____ Excerpted passage
Making all blocks able to return values sounds good for coherence. But that would entail making other changes in a pretty stable part of rust, as some blocks requiring semicolons and not others. I can see that would have sense in a new language, but not so much about changing an existing one.

Anyway, if I see someone wanting the feature I look for the best way to make it fit.

1 Like

Coming from https://github.com/rust-lang/rfcs/issues/1767#issuecomment-583691737 with my proposal dumped below. I think the dispute over whether or not the loop should return an Option is completely unnecessary given the proper desugaring rule.

I would really love to have this feature, so I try to make my proposal:

  • be useful in everyday situations
  • have a clear and intuitive formal semantics and typing rule
  • avoid the semantical confusion of else

Long story short, the while loop is followed by a then clause:

while BOOL {BLOCK1} then {BLOCK2}

This should be desugared to, and therefore have the same type and semantics with:

loop {if (BOOL) {BLOCK1} else {break {BLOCK2}}}

just as the usual while loop

while BOOL {BLOCK1} // then {}

have already and always been desugared to

loop {if (BOOL) {BLOCK1} else {break {}}}

It requires a bit more care for for but the story remains basically the same.

Note that the break in the then clause is harmless but redundant (just as the last expression in a function prefixed with return), since it will be desugared to break (break ...).

The choice of then over else or final is explained in #961

I would suggest then instead of final, since in all currently popular languages where it exists, final(ly) means the exact opposite of getting executed only when not being break-ed before, which is getting executed whatsoever. then would avoids the sort of naming tragedy like return in the Haskell community.

then also avoids the semantical confusion brought by else, since it naturally has a sequential meaning (I eat, then I walk) in parallel with its role in the conditional combination (if/then). In places where it joints two blocks ({ ... } then { ... }) instead of a boolean and a block (x<y then { ... }), the sequential semantics prevails intuitively.

This syntax can be used wherever the loop is meant to find something instead of to do something. Without this feature, we usually do the finding and then put the result somewhere, which is a clumsy emulation of just to find something.

For example:

while l<=r {
  let m = (l+r)/2;
  if a[m] < v {
    l = m+1
  } else if a[m] > v {
    r = m-1
  } else {
    break Some(m)
  }
} then {
  println!("Not found");
  None
}

which means:

loop {
  if (l<=r) {
    let m = (l+r)/2;
    if a[m] < v {
      l = m+1
    } else if a[m] > v {
      r = m-1
    } else {
      break Some(m)
    }
  } else {
    break {
      println!("Not found");
      None
    }
  }
}

Even this desugared version is cleaner than something like

{
  let mut result = None;
  while l<=r {
    let m = (l+r)/2;
    if a[m]<v {
      l = m+1
    } else if a[m]>v {
      r = m-1
    } else {
      result = Some(m);
      break
    }
  }
  if result==None {
    println!("Not found");
  }
  result
}
3 Likes

I really like this solution. However, having proposed that syntax before I know that you will have two problems.
________
____ Records
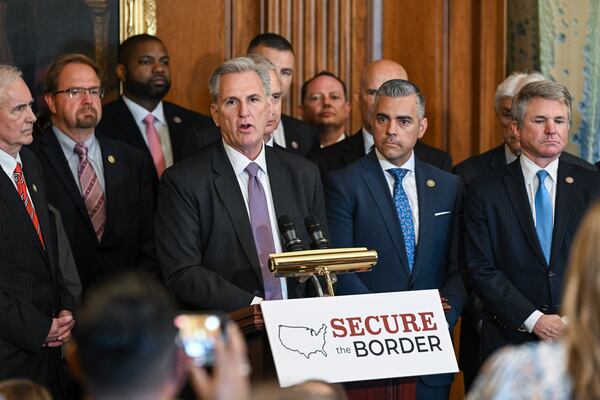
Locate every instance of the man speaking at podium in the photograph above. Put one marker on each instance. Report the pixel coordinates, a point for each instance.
(402, 207)
(217, 211)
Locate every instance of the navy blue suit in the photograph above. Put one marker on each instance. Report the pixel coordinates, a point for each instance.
(360, 212)
(508, 268)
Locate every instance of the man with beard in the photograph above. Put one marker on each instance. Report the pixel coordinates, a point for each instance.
(140, 117)
(102, 187)
(325, 105)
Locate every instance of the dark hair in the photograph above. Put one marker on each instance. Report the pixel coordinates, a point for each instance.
(322, 73)
(270, 40)
(125, 337)
(51, 81)
(129, 44)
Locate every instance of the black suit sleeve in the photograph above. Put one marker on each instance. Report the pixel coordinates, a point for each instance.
(180, 251)
(496, 290)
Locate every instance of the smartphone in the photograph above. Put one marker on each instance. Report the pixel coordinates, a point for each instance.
(197, 335)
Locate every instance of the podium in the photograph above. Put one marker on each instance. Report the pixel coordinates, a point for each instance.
(251, 323)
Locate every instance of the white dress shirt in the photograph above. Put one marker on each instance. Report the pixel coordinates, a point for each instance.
(279, 135)
(94, 156)
(409, 184)
(8, 164)
(530, 170)
(239, 162)
(368, 140)
(160, 123)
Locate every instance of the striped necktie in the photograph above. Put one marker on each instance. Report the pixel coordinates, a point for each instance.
(22, 190)
(93, 197)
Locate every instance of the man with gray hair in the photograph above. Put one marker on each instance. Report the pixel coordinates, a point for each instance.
(510, 148)
(408, 210)
(217, 211)
(521, 220)
(35, 316)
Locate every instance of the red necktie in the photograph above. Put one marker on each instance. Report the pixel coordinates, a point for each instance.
(93, 197)
(154, 145)
(22, 190)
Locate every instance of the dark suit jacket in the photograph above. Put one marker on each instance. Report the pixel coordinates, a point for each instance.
(361, 212)
(507, 266)
(344, 153)
(128, 239)
(31, 286)
(495, 160)
(117, 123)
(300, 137)
(204, 239)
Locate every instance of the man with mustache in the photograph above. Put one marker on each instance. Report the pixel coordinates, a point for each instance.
(406, 209)
(325, 105)
(102, 187)
(140, 117)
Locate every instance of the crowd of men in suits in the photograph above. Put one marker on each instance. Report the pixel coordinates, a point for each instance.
(194, 201)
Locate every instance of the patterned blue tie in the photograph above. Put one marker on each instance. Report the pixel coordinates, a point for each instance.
(404, 214)
(543, 215)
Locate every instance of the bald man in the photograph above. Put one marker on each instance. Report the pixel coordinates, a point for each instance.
(356, 146)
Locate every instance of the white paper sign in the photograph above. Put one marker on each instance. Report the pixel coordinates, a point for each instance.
(361, 337)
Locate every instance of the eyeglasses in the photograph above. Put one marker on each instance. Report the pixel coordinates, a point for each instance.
(76, 93)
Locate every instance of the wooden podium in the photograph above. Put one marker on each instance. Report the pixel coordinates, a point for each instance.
(252, 325)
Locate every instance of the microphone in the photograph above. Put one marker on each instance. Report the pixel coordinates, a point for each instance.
(319, 241)
(288, 230)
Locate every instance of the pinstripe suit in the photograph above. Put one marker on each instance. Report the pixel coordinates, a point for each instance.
(31, 288)
(504, 256)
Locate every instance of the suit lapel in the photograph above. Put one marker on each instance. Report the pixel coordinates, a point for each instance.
(227, 187)
(112, 187)
(515, 186)
(562, 211)
(374, 179)
(426, 201)
(53, 152)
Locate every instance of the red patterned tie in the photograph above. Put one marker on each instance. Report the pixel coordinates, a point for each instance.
(154, 145)
(22, 189)
(93, 197)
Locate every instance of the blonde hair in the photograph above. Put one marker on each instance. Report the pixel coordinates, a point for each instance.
(23, 389)
(580, 305)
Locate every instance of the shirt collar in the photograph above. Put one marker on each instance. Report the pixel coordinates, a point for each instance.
(368, 141)
(139, 112)
(239, 162)
(530, 169)
(385, 164)
(8, 162)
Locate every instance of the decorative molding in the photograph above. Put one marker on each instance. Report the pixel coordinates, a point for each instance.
(135, 17)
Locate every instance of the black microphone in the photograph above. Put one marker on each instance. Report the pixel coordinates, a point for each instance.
(288, 230)
(319, 241)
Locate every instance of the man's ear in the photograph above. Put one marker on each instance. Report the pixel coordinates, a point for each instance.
(120, 70)
(215, 113)
(49, 98)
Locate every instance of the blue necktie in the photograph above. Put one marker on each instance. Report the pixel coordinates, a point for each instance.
(543, 215)
(404, 214)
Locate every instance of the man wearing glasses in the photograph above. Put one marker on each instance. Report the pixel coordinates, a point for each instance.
(102, 187)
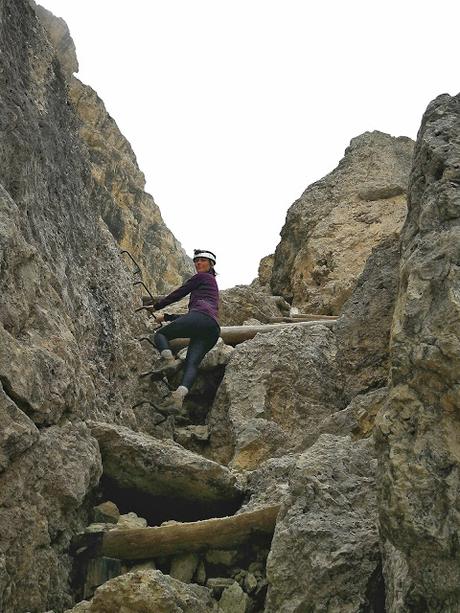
________
**Given task A**. List the goals that the forum excerpt's proposer set for the proposed loop syntax.
**Given task B**. Copy the listing from the line that contains "Locate every instance of the wooden" through the last line of the listing, including both of those lines. Leave the pictures out of your copy.
The forum excerpt and the listing are unrelated material.

**Full response A**.
- Be useful in everyday situations
- Have a clear and intuitive formal semantics and typing rule
- Avoid the semantical confusion of else

**Full response B**.
Locate every instance of the wooden podium in the photograph above. Put one marker on each instance. Report the pixel coordinates, a point for each instance.
(252, 325)
Locate every instance of the microphone in the photograph above. Put one marker on each instance. Report the pixel coordinates, a point for each instance.
(319, 241)
(288, 230)
Locate every instance of the pinstripe suit in the photograph above. Put one marker on each instance. Report the pixel coordinates, a point for each instance.
(31, 288)
(504, 256)
Locate every instance of the suit lapel in the photograph above. Put one marker on each instance. Report the pixel coordinates, a point for each instance.
(227, 187)
(112, 187)
(515, 186)
(562, 211)
(374, 179)
(426, 201)
(53, 152)
Locate every instance of the red patterned tie in the photograph above. Put one marker on each instance. Report the pixel coordinates, a point for each instance.
(154, 145)
(22, 189)
(93, 197)
Locate every instance of the blonde hair in the photograph above. Put one marker on each instance. Report the pixel coordinates, a point for each instance.
(23, 389)
(580, 305)
Locate every instance of the shirt collar in the photograph above. Put one marker on each instance. Report the pixel coordinates, a point for each instance.
(368, 141)
(139, 112)
(239, 162)
(530, 169)
(385, 164)
(8, 162)
Locate every instance of the decorative molding in the photograph above. Put one marker on each instance. Report the pixel coordinates, a point for each instance.
(135, 17)
Locate every instance of the black microphone in the photograph above. Put one marker on each instance. Report the pixel coordinates, a point for each instance.
(288, 230)
(319, 241)
Locate every instance of the man's ear in the photograph above. Put one marker on each instance. Report the pixel coordinates, a point for each instance.
(120, 70)
(215, 113)
(49, 98)
Locate every instance of the blue necktie in the photograph above. Put one marker on each instance. Report the pixel coordinates, a point for each instance.
(543, 215)
(404, 214)
Locate every instance of the man wearing glasses in the photograph above. Put one marker on each instance. Report the pixel coordinates, a point for each instance.
(102, 187)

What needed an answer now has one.